(Tujuan Anda):
Tentukan apakah tiap pernyataan di bawah ini sesuai dengan teks tentang Islam Nusantara. Jawab ya atau tidak, lalu kutip secara persis kata-kata teks yang menentukannya.
1. Menurut pihak pro, Islam Nusantara lebih bermakna sebagai metodologi dakwah.
2. Islam Nusantara dinyatakan sebagai sebuah madzhab baru.
3. Pihak pro dan pihak kontra mengidentifikasi Islam Nusantara dengan cara yang sama.

BREAKING NEWS
latest

728x90

468x60

Sunday, July 01, 2018

Pro dan Kontra Islam Nusantara : Argumentasi dan Definisi

Muslimedianews.com ~ (1) PRO DAN KONTRA TENTANG MAKSUD ISLAM NUSANTARA

Terdapat perbedaan identifikasi terhadap Islam Nusantara antara pihak pro dan kontra. Perbedaan persepsi ini berdampak pada perbedaan obyek pembicaraan, dan selanjutnya pada polemik dan kontroversi.

Menurut pihak pro, Islam Nusantara lebih bermakna sebagai metodologi dakwah. Berbagai definisi dan batasan muncul dari pihak ini. Misalnya, Islam Nusantara didefinisikan sebagai Islam Ahlussunnah Wal-Jama’ah al-Nahdliyah. Islam Nusantara dinyatakan sama sekali bukan madzhab, firqah, atau aliran baru. Islam Nusantara merupakan kekhususan dan keistimewaan (khasha’ish wa mumayyizat).

(Kumpulan Baris):

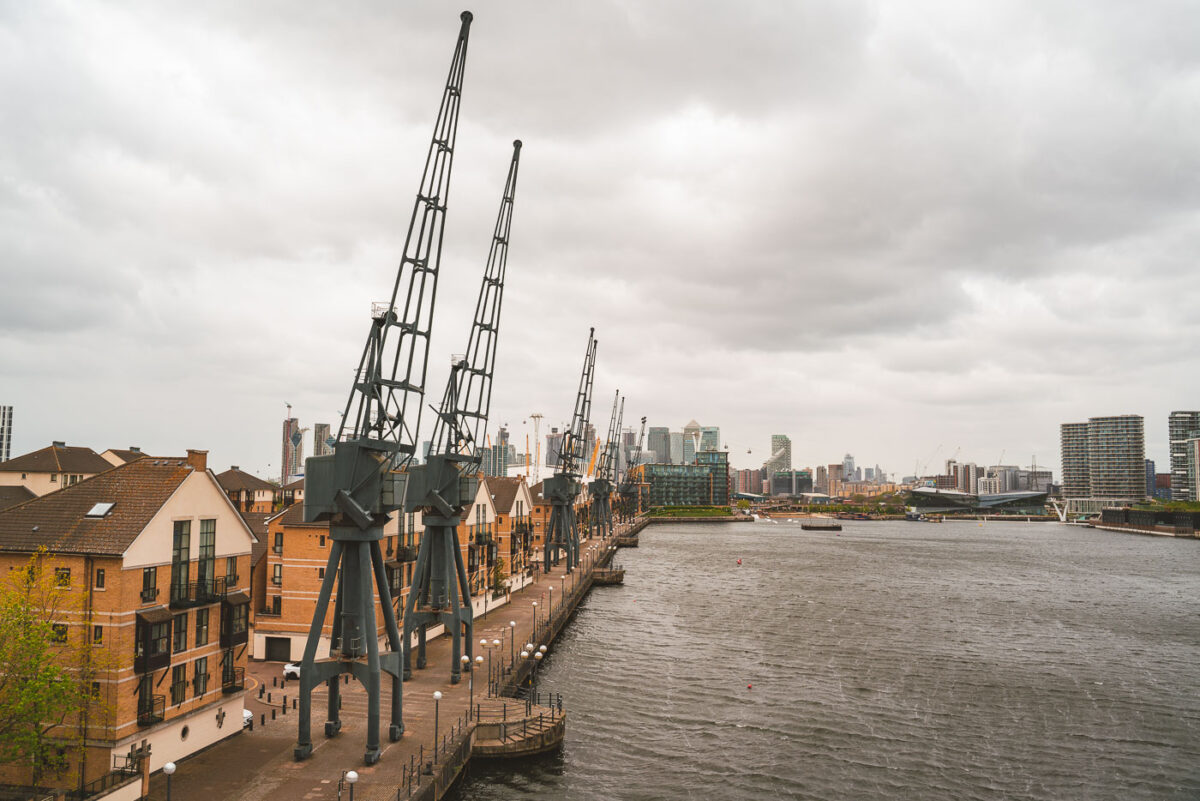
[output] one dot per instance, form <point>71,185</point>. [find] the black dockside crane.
<point>562,488</point>
<point>448,481</point>
<point>357,487</point>
<point>601,487</point>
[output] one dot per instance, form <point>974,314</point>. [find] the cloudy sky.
<point>898,229</point>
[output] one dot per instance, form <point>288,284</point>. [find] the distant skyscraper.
<point>1181,426</point>
<point>821,482</point>
<point>553,445</point>
<point>321,438</point>
<point>1115,457</point>
<point>658,439</point>
<point>690,440</point>
<point>292,458</point>
<point>1075,474</point>
<point>780,455</point>
<point>5,433</point>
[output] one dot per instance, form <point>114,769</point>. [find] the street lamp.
<point>437,699</point>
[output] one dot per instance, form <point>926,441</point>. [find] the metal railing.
<point>151,711</point>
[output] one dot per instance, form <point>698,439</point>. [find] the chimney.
<point>198,459</point>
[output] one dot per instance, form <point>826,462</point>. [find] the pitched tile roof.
<point>58,458</point>
<point>13,495</point>
<point>257,523</point>
<point>234,479</point>
<point>504,492</point>
<point>127,455</point>
<point>60,522</point>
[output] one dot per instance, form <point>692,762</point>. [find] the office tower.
<point>292,459</point>
<point>658,439</point>
<point>676,447</point>
<point>690,441</point>
<point>5,433</point>
<point>1181,427</point>
<point>1115,457</point>
<point>553,446</point>
<point>322,444</point>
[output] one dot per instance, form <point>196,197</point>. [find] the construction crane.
<point>355,487</point>
<point>600,489</point>
<point>562,488</point>
<point>443,487</point>
<point>628,489</point>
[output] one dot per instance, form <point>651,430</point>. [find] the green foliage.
<point>45,686</point>
<point>690,511</point>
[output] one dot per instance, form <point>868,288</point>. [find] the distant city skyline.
<point>893,228</point>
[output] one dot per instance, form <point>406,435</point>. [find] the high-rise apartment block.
<point>5,433</point>
<point>322,443</point>
<point>1104,458</point>
<point>780,455</point>
<point>1181,427</point>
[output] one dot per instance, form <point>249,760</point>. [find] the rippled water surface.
<point>888,661</point>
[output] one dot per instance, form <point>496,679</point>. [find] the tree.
<point>47,668</point>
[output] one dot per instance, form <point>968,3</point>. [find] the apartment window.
<point>207,568</point>
<point>149,584</point>
<point>178,684</point>
<point>202,627</point>
<point>180,552</point>
<point>160,634</point>
<point>201,678</point>
<point>239,618</point>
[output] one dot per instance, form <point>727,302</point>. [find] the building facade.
<point>160,560</point>
<point>1182,426</point>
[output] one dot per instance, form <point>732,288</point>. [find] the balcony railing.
<point>197,594</point>
<point>233,679</point>
<point>153,710</point>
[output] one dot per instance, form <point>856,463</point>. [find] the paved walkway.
<point>258,765</point>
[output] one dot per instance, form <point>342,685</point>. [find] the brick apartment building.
<point>162,560</point>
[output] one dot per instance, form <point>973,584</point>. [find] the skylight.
<point>100,510</point>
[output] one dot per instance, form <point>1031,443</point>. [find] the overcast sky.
<point>895,229</point>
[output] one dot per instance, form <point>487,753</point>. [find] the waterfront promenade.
<point>258,765</point>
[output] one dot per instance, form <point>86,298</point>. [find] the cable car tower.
<point>562,488</point>
<point>357,486</point>
<point>448,481</point>
<point>600,523</point>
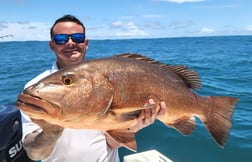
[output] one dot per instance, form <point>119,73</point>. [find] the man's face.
<point>70,52</point>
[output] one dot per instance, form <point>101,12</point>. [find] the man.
<point>53,143</point>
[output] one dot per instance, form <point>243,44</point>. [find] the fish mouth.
<point>35,106</point>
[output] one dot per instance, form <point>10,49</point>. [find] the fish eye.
<point>67,80</point>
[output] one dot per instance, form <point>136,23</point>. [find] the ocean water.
<point>224,65</point>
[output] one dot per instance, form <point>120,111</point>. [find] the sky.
<point>22,20</point>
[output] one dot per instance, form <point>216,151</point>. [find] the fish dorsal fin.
<point>190,77</point>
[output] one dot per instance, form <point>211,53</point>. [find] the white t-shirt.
<point>73,145</point>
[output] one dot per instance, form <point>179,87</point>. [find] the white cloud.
<point>207,30</point>
<point>24,31</point>
<point>127,29</point>
<point>180,1</point>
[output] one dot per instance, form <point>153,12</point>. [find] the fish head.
<point>70,95</point>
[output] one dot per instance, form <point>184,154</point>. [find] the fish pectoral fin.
<point>129,113</point>
<point>185,125</point>
<point>123,138</point>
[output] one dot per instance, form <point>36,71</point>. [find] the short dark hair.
<point>67,18</point>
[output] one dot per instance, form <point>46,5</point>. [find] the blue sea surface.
<point>224,65</point>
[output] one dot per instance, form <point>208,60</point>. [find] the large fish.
<point>108,94</point>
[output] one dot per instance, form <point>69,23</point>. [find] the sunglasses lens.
<point>78,37</point>
<point>60,38</point>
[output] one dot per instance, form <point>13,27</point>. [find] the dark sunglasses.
<point>63,38</point>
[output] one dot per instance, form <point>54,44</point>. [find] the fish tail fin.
<point>219,117</point>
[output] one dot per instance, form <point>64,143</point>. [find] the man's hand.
<point>148,116</point>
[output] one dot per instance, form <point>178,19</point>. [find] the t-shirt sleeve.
<point>28,126</point>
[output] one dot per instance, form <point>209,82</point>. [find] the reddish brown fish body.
<point>108,94</point>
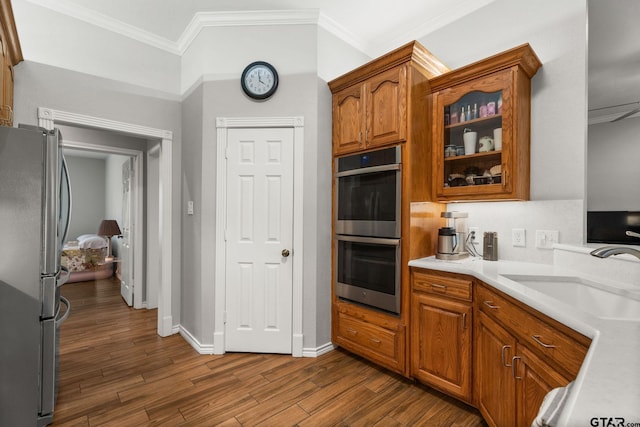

(Penyelesaian):
1. Ya: "Menurut pihak pro, Islam Nusantara lebih bermakna sebagai metodologi dakwah."
2. Tidak: "Islam Nusantara dinyatakan sama sekali bukan madzhab, firqah, atau aliran baru."
3. Tidak: "Terdapat perbedaan identifikasi terhadap Islam Nusantara antara pihak pro dan kontra."